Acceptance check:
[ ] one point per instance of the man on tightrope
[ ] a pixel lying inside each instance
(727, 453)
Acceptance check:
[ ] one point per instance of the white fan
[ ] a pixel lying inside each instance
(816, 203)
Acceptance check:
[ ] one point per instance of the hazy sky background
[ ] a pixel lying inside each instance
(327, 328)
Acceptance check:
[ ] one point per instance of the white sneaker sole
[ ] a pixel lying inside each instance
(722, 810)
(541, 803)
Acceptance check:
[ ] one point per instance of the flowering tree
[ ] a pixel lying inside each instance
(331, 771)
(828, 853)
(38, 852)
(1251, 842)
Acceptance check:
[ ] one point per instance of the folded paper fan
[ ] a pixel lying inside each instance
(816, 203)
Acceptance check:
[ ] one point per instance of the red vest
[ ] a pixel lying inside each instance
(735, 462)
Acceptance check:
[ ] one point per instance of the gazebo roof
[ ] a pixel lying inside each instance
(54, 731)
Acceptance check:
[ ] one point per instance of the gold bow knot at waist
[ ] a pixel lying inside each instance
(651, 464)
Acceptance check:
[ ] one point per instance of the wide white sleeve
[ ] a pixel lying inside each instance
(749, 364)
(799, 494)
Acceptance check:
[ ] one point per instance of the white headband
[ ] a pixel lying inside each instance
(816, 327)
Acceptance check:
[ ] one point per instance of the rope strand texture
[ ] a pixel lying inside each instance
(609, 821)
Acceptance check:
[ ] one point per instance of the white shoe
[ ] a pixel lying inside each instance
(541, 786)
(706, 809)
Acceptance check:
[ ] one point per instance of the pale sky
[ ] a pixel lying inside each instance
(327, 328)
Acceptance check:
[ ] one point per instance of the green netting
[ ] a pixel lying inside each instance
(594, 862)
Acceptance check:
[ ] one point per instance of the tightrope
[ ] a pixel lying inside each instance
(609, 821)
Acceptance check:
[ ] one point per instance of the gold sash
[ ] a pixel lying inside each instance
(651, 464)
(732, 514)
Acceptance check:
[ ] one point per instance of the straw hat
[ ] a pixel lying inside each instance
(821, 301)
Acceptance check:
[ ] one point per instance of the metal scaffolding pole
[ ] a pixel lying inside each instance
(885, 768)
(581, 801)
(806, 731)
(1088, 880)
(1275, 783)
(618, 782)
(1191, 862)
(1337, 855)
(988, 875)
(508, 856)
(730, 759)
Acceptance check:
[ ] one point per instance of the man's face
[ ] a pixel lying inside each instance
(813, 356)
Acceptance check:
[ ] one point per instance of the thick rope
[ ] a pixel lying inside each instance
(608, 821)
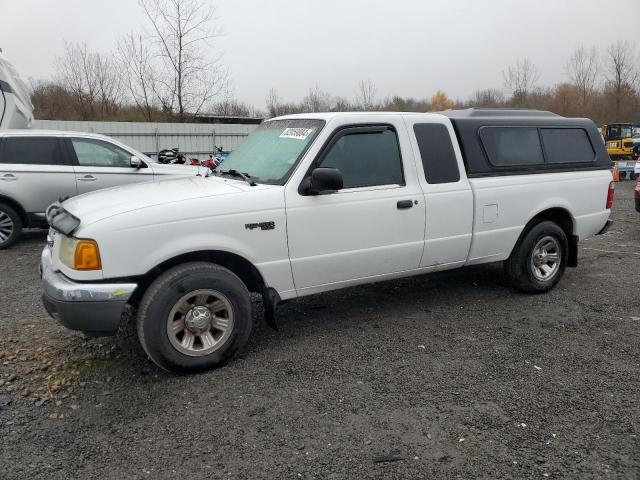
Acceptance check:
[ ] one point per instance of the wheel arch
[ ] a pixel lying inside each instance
(17, 207)
(240, 266)
(563, 218)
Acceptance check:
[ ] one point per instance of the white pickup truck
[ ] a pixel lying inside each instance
(317, 202)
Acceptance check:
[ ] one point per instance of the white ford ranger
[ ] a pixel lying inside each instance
(316, 202)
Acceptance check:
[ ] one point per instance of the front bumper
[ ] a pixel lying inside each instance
(93, 308)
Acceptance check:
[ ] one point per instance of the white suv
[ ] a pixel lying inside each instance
(39, 167)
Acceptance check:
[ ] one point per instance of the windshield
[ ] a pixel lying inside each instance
(269, 154)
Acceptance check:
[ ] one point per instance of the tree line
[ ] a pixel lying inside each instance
(167, 73)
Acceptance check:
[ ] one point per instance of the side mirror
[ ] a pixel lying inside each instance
(325, 180)
(137, 163)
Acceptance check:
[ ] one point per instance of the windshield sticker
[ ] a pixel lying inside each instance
(298, 133)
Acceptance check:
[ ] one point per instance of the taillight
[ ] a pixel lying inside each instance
(610, 195)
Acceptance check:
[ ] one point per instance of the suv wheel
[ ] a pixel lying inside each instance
(539, 258)
(194, 317)
(10, 226)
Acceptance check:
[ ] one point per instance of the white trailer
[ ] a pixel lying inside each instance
(16, 109)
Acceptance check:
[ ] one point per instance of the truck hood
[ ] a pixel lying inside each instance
(101, 204)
::::::
__INSTRUCTIONS FOR THE TASK__
Copy each record exactly. Leave any images out of the copy.

__EXERCISE ANSWER__
Acceptance check:
[ ] one point per instance of the man on tightrope
[ ] a pixel lying inside each instance
(727, 453)
Acceptance check:
[ ] one point per instance of the white fan
[ ] a pixel lying inside each instance
(816, 203)
Acceptance check:
[ ] one point per instance of the hazy sky background
[ ] a pixel lying inside each instance
(327, 328)
Acceptance check:
[ ] one point per instance of the white sneaker sole
[ ] a pixel lying inside each instance
(722, 810)
(541, 803)
Acceptance check:
[ ] one point per instance of the flowering tree
[ ] a pixel lying inside each instance
(331, 771)
(828, 853)
(38, 852)
(1251, 842)
Acceptance check:
[ ] one point per instance of the folded paper fan
[ ] a pixel lying inside each instance
(816, 203)
Acceptance check:
[ ] one point per instance of the red vest
[ ] a pixel lying inside each instance
(735, 462)
Acceptance check:
[ ] one point per instance of the gazebo roof
[ ] a pixel lying inside each instance
(54, 731)
Acceptance check:
[ ] one point per instance of the gold bow knot at waist
[ ] a pixel lying inside each instance
(651, 464)
Acceptance check:
[ ] one point per instance of the wide white sleeve
[ ] a pixel lying inside each instance
(749, 364)
(799, 494)
Acceptance check:
[ ] one point per instance of the white headband
[ ] a pixel lying inside each instance
(816, 327)
Acceptance check:
[ ] one point per instance of the rope strand texture
[ ] a pixel lying inside each instance
(609, 821)
Acceptance check:
[ ] one point per instance of the white shoe
[ ] a pixel lying inside each instance
(541, 786)
(706, 809)
Acceptance check:
[ ] one point per instance of the pale sky
[ ] a pixel lying inside each instance
(327, 328)
Acceptance check:
[ ] one point per instance of the green netting
[ ] a pixel lying inside each instance
(594, 862)
Acceptance check:
[ ] one point per instance of the tightrope
[ ] a pixel lying inside each instance
(609, 821)
Acceptance check:
[ ] one point per instance of the gold sash
[ ] a pixel lying inside each instance
(651, 464)
(732, 514)
Acceptance check:
[ ] one point per instance of the straw hat
[ ] a pixel lying inside each instance
(821, 301)
Acceptance check:
[ ] one point per instance of the metal scaffolding pole
[ ] a pixel lying inside each instance
(885, 768)
(581, 801)
(806, 731)
(1088, 880)
(1275, 783)
(618, 782)
(1191, 862)
(1337, 855)
(988, 875)
(508, 856)
(730, 759)
Acceptance check:
[ ] one point per instance of the man's face
[ ] a pixel lying inside each instance
(813, 356)
Acceptance check:
[ ] one point per instance of the thick rope
[ ] a pixel lying inside each instance
(608, 821)
Acceptance check:
[ ] one point per instance of the wheel arch
[ ] a pixel lying inside each instance
(17, 207)
(240, 266)
(563, 218)
Acceptance check:
[ ] one point per instance of the white pickup truck
[ ] a pixel lying inside each instance
(317, 202)
Acceptance check:
[ ] one point per instance of the white ford ranger
[ ] a pixel lying inside each instance
(316, 202)
Acceptance check:
[ ] one point per instance of the front bumper
[ ] a pixel lying inside each instance
(93, 308)
Acceptance check:
[ ] one point per instance of the white suv
[ ] a pixel lying inside each instance
(39, 167)
Acceptance check:
[ ] one point per instance of the windshield
[ ] a pixel lying inside each instance
(269, 154)
Acceptance check:
[ ] one point per instance of the tree line
[ ] a pixel lying inside each instance
(167, 73)
Acceptance check:
[ ] one point per instance of the side mirror
[ ] a pixel lying inside each instance
(325, 180)
(137, 163)
Acceptance check:
[ ] one point per instance of the windshield sticker
[ ] a pixel lying inside each instance
(298, 133)
Acceptance check:
[ ] one point per instance of the taillight
[ ] a pixel lying inside each instance
(610, 195)
Acceptance check:
[ ] one point per instance of the suv wheel
[ ] a pixel lying inside each instance
(539, 258)
(194, 317)
(10, 226)
Acceptance check:
[ ] one point per instance of the white trailer
[ ] a pixel lying inside each instance
(16, 109)
Acceptance check:
[ ] one point per instance of the truck hood
[ ] a pixel lying inside each instance
(101, 204)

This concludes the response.